# TRY IT
Give back the whole listing word for word and skip each picture.

# DATA
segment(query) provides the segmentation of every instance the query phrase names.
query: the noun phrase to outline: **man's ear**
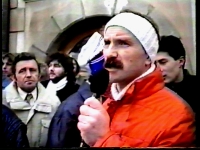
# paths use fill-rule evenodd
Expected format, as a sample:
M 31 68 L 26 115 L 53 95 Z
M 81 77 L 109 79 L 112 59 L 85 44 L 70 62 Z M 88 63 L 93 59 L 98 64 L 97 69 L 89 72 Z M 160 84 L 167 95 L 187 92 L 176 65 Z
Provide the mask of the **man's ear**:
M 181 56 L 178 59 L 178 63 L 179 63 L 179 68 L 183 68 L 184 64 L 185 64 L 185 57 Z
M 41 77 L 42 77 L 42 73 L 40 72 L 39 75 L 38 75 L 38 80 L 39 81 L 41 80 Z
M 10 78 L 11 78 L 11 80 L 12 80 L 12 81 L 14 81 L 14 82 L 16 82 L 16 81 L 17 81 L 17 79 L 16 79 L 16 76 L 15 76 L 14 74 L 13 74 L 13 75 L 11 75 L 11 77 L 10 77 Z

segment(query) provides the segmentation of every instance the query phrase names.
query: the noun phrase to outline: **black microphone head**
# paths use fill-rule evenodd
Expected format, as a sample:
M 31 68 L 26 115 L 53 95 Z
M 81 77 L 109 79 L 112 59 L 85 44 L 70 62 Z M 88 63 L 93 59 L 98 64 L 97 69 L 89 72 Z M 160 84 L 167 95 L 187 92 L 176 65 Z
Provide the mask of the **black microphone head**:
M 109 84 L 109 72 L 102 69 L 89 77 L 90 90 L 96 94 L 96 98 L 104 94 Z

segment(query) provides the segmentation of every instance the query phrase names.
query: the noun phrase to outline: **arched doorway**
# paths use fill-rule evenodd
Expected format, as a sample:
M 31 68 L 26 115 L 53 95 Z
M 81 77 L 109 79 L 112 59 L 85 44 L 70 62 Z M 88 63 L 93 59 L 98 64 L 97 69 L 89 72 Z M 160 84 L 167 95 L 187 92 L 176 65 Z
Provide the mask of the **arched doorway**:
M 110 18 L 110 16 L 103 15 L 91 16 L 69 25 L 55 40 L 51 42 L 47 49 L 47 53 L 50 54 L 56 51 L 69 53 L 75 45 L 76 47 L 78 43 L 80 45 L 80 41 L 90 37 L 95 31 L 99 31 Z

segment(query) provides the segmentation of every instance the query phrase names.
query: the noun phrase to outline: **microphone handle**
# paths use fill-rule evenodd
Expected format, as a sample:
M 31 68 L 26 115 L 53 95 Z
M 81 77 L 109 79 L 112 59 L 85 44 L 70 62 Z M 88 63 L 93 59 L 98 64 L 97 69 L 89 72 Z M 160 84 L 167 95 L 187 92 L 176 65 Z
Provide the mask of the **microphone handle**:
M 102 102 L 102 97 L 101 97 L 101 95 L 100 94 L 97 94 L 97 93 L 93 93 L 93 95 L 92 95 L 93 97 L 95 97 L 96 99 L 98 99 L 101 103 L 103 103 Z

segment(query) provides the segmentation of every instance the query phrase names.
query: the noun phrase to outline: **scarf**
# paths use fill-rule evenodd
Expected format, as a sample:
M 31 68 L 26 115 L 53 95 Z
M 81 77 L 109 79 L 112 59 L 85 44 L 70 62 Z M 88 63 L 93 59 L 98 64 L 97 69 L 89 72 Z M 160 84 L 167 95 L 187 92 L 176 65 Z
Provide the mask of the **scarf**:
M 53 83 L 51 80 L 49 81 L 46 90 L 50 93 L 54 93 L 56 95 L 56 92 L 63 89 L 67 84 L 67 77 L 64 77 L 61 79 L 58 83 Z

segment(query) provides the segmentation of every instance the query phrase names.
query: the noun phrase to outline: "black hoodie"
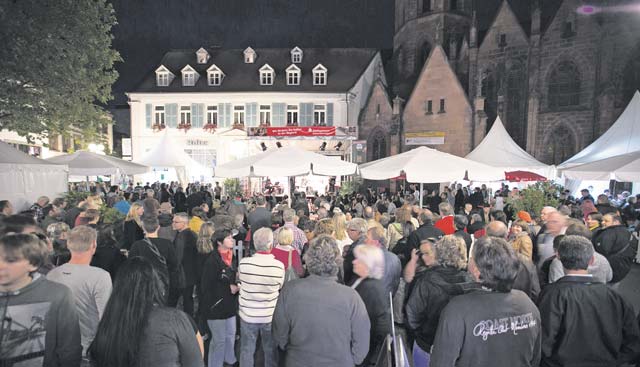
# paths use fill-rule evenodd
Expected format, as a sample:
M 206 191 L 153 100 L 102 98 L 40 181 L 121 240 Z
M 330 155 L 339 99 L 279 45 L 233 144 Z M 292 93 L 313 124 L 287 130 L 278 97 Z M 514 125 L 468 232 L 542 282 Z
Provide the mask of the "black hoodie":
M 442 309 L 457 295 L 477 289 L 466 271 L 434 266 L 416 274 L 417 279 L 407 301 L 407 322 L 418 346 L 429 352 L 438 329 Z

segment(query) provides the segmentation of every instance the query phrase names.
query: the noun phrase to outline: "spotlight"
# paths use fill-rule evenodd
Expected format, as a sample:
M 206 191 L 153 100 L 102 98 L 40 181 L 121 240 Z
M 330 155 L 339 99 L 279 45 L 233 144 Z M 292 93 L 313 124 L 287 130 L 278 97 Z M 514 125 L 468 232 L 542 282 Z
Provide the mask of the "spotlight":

# WRITTEN RESPONSE
segment(query) provides the segmentation of every instance the query phrase names.
query: the noun phrase to outline: **man's ear**
# paths use fill-rule evenodd
Expected format, as a sample:
M 31 68 L 26 115 L 53 95 Z
M 81 77 L 109 79 L 112 59 L 85 44 L 70 62 Z M 88 63 L 93 59 L 98 64 L 97 69 L 89 72 Z M 160 84 L 167 95 L 187 92 L 176 65 Z
Provide the mask of the **man's ear**:
M 181 56 L 178 59 L 178 63 L 179 63 L 179 68 L 183 68 L 184 64 L 185 64 L 185 57 Z
M 41 77 L 42 77 L 42 73 L 40 72 L 39 75 L 38 75 L 38 80 L 39 81 L 41 80 Z
M 10 78 L 11 78 L 11 80 L 12 80 L 12 81 L 14 81 L 14 82 L 16 82 L 16 81 L 17 81 L 17 79 L 16 79 L 16 76 L 15 76 L 14 74 L 13 74 L 13 75 L 11 75 L 11 77 L 10 77 Z

segment(query) provides the segmentation of every instance the query phrase names.
query: the noun phrase to outline: **black microphone head**
# paths use fill-rule evenodd
Expected format, as a sample:
M 31 68 L 26 115 L 53 95 Z
M 81 77 L 109 79 L 112 59 L 85 44 L 70 62 Z M 88 63 L 93 59 L 98 64 L 97 69 L 89 72 Z M 160 84 L 167 95 L 187 92 L 176 65 Z
Provide the mask of the **black microphone head**:
M 109 84 L 109 72 L 102 69 L 89 77 L 90 90 L 96 94 L 96 98 L 104 94 Z

segment(query) provides the segmentation of every instance the query phrase names.
query: the noun phrase to outline: **arched doorway**
# paths use fill-rule evenodd
Expected format, as a sample:
M 31 68 L 26 115 L 53 95 Z
M 81 77 L 109 79 L 112 59 L 85 44 L 70 62 Z M 88 63 L 93 59 L 98 64 L 97 69 L 89 72 Z M 160 84 L 167 95 L 187 92 L 176 65 Z
Provide the mask of the **arched doorway**:
M 110 18 L 110 16 L 103 15 L 91 16 L 69 25 L 55 40 L 51 42 L 47 49 L 47 53 L 50 54 L 56 51 L 69 53 L 75 45 L 76 47 L 78 43 L 80 45 L 80 41 L 90 37 L 95 31 L 99 31 Z

segment(query) provides the segmentation of every instance the query phrase names.
query: the noun phrase to outline: **microphone handle**
# paths use fill-rule evenodd
Expected format, as a sample:
M 31 68 L 26 115 L 53 95 Z
M 81 77 L 109 79 L 112 59 L 85 44 L 70 62 Z M 88 63 L 93 59 L 98 64 L 97 69 L 89 72 Z M 160 84 L 167 95 L 187 92 L 176 65 Z
Provide the mask of the **microphone handle**:
M 102 102 L 102 97 L 101 97 L 101 95 L 100 94 L 97 94 L 97 93 L 93 93 L 93 95 L 92 95 L 93 97 L 95 97 L 96 99 L 98 99 L 101 103 L 103 103 Z

segment(query) provides the segmentation of every instance the query phrase names.
query: the noun phrase to outline: **scarf**
# paths use fill-rule evenodd
Expected format, as a sample:
M 31 68 L 26 115 L 53 95 Z
M 81 77 L 109 79 L 112 59 L 85 44 L 70 62 Z M 88 63 L 93 59 L 98 64 L 97 69 L 89 72 Z M 160 84 L 167 95 L 187 92 L 176 65 Z
Provide the mask of the **scarf**:
M 53 83 L 51 80 L 49 81 L 46 90 L 50 93 L 54 93 L 56 95 L 56 92 L 63 89 L 67 84 L 67 77 L 64 77 L 61 79 L 58 83 Z

segment(query) provides the segmentation of every instance the query phrase names.
query: the noun phrase to outline: "black hoodie"
# paths use fill-rule evenodd
Expected format, as a sample:
M 206 191 L 153 100 L 102 98 L 40 181 L 121 240 Z
M 330 155 L 339 99 L 279 45 L 233 144 Z M 292 93 L 313 124 L 287 130 L 278 97 Z M 514 125 L 468 232 L 542 282 Z
Provide the mask of the "black hoodie":
M 442 309 L 457 295 L 477 289 L 466 271 L 434 266 L 416 274 L 417 279 L 407 301 L 407 322 L 418 346 L 429 352 L 438 329 Z

segment(query) provides the segmentation of every instance the query phrase names.
query: the noun phrase to outline: "spotlight"
# paths use fill-rule evenodd
Expected format, as a sample:
M 206 191 L 153 100 L 102 98 L 40 181 L 121 240 Z
M 330 155 L 339 99 L 279 45 L 233 144 Z M 292 93 L 313 124 L 287 130 L 278 97 Z M 514 125 L 468 232 L 542 282 Z
Provide the mask of the "spotlight":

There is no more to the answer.